-- START Raw data --

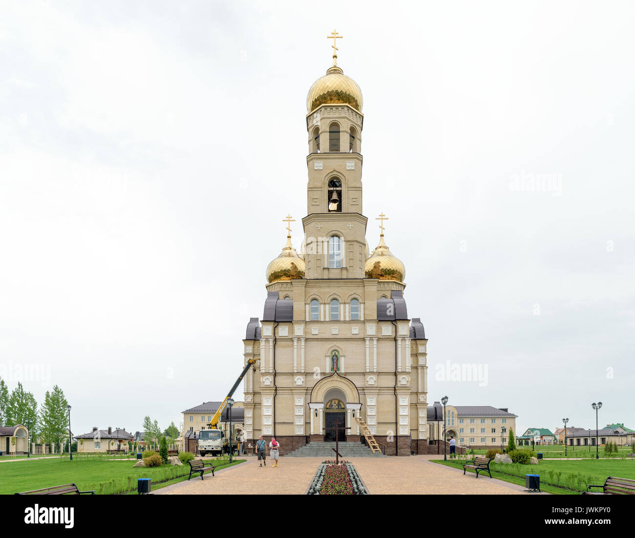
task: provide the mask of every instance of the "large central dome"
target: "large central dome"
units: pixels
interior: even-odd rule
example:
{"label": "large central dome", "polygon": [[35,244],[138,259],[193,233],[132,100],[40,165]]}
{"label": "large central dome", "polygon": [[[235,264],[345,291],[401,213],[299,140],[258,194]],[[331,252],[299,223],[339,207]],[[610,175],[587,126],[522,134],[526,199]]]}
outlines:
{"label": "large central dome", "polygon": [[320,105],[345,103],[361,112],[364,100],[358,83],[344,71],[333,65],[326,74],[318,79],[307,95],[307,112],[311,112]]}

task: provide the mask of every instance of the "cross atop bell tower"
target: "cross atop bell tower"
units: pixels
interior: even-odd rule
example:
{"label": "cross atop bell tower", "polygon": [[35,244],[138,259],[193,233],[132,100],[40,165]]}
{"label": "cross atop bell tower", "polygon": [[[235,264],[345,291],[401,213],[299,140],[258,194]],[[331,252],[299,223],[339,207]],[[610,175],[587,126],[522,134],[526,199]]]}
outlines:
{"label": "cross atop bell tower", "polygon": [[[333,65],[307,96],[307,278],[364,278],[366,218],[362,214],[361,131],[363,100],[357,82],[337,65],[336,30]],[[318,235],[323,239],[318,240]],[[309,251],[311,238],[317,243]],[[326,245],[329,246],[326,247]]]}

-- END Raw data --
-- START Raw data --

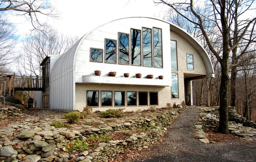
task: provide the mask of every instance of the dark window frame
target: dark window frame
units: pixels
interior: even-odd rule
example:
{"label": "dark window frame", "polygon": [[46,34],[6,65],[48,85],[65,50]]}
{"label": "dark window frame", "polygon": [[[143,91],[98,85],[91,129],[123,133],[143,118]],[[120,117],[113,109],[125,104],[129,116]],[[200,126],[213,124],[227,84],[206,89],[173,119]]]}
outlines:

-- END Raw data --
-- START Raw data --

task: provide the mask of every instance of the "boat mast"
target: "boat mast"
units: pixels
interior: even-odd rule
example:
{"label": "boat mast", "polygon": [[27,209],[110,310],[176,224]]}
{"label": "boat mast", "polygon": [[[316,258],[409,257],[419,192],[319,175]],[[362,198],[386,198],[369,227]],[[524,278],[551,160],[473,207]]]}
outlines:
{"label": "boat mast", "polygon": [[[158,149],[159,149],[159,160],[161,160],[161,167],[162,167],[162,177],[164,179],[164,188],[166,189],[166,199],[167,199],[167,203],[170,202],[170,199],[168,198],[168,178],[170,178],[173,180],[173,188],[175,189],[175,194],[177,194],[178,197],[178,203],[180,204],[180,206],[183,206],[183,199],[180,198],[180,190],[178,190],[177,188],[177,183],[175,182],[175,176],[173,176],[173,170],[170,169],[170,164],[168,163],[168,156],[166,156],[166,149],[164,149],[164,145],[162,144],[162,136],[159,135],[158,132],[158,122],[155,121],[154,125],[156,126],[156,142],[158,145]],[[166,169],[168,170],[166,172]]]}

-- END Raw data --

• _Problem statement_
Locate each line of the data above that contains the word "target", and copy those lines out in full.

• _Task result_
target: "large central dome"
target: "cross atop bell tower"
target: dark window frame
target: "boat mast"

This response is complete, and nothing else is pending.